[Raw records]
Start
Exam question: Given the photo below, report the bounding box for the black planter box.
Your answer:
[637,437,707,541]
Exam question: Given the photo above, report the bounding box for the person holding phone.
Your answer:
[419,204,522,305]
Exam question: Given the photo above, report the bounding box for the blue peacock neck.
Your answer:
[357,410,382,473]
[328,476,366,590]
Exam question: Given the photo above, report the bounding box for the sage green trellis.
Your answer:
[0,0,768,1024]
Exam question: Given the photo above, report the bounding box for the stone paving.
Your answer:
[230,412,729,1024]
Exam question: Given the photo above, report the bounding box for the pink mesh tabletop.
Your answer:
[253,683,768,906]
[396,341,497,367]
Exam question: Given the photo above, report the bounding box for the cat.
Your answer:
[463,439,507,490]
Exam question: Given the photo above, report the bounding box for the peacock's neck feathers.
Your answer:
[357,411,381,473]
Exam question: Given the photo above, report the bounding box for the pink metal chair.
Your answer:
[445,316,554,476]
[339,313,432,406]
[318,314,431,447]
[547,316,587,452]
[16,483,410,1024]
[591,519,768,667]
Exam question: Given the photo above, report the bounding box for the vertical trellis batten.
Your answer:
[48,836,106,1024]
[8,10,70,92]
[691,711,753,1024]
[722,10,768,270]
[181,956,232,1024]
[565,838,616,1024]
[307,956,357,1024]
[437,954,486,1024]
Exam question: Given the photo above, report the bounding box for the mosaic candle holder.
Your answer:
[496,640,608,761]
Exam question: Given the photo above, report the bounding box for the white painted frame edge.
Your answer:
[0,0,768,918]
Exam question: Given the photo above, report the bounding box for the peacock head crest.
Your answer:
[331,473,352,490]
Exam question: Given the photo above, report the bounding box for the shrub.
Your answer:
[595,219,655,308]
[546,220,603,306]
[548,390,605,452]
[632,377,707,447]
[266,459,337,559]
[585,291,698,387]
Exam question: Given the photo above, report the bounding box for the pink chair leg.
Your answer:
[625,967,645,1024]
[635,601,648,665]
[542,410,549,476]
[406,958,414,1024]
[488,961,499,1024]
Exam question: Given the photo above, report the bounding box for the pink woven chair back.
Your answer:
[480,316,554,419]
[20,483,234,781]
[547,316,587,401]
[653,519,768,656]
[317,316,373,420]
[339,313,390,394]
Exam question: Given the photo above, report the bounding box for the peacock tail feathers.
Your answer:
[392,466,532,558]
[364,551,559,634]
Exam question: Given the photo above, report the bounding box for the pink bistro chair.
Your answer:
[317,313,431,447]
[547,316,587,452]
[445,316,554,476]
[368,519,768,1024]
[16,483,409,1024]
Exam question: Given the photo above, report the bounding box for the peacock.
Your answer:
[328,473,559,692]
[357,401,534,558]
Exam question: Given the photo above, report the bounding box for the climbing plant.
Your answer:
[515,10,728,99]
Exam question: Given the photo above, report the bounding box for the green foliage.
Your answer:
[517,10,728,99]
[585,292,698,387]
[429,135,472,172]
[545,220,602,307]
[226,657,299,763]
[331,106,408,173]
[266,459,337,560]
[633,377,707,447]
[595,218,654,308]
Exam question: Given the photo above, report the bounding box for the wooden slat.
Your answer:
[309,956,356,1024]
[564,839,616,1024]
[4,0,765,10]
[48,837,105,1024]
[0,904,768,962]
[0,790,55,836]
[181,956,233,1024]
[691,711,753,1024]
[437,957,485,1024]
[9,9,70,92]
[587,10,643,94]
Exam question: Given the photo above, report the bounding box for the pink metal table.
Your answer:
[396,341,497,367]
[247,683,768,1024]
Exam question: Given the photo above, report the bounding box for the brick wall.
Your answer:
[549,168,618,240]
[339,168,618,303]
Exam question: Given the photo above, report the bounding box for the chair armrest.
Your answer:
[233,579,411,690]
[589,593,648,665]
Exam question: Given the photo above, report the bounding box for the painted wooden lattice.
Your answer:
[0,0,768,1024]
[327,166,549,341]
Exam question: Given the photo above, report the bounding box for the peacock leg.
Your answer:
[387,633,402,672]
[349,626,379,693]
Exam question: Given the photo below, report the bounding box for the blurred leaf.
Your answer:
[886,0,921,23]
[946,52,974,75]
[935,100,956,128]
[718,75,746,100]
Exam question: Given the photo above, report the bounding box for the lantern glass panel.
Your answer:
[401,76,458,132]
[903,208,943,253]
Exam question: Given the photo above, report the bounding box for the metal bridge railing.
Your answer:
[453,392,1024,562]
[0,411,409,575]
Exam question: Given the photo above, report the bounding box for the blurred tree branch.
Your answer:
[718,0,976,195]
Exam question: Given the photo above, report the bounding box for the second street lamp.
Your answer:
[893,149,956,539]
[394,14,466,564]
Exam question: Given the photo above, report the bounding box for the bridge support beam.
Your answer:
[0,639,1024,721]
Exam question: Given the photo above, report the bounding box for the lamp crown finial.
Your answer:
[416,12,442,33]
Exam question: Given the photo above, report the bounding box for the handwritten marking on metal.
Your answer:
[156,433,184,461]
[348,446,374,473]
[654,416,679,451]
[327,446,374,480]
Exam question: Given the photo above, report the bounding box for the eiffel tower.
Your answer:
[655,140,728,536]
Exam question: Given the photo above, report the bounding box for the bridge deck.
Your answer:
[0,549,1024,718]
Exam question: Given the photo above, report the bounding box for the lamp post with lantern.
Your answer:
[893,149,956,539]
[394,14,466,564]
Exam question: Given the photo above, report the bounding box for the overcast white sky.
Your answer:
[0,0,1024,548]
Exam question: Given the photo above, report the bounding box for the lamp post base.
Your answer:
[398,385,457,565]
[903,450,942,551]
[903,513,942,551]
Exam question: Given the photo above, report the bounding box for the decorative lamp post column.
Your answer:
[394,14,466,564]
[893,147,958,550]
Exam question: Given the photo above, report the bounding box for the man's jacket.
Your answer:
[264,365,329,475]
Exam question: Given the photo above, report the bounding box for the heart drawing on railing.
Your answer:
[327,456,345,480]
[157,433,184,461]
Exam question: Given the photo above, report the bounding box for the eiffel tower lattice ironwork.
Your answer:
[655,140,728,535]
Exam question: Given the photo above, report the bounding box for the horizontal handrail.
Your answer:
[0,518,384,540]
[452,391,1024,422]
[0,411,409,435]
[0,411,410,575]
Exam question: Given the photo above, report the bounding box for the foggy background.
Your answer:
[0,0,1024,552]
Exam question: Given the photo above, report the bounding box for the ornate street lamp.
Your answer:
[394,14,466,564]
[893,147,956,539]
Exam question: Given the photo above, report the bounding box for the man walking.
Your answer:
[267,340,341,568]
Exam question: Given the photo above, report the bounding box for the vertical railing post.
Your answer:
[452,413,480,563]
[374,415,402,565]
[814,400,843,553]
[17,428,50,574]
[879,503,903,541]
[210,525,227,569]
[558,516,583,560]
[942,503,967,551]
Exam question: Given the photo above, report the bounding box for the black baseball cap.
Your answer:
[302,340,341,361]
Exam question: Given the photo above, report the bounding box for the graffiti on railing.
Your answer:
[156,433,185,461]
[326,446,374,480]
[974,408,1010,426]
End
■ **YOUR TASK**
Copy verbatim the lines of the listing above, from the line containing "pink metal table." through the line containing "[0,411,409,575]", inclusive.

■ **REPLY**
Exam question: Given the photo above, report the bounding box for the pink metal table.
Your answer:
[396,341,497,367]
[247,683,768,1024]
Exam question: Given the photo above, report the bounding box for the brick wall.
Your answer:
[549,168,618,240]
[339,168,618,303]
Exam question: Given the photo above, report the bounding box for the chair armrest.
Your answer:
[233,579,411,690]
[589,593,648,665]
Exam question: Given the photo above, report the bounding box for the painted wooden lattice.
Your answer:
[0,0,768,1024]
[327,166,549,341]
Exam question: Given the photo above, report the bounding box for the peacock leg.
Your answer:
[387,633,402,672]
[349,626,379,693]
Exam question: Given the photo below, report the bounding box for the blurred leaf.
Your answer:
[886,0,921,23]
[946,52,974,75]
[935,100,956,128]
[718,75,746,100]
Exam question: Given the photo above, report the bounding box for the lantern glass panel.
Your answer:
[401,76,458,132]
[903,208,943,253]
Exam question: Given the photo above, report the bounding box for the metal bridge railing.
Your answer:
[453,392,1024,562]
[0,411,409,575]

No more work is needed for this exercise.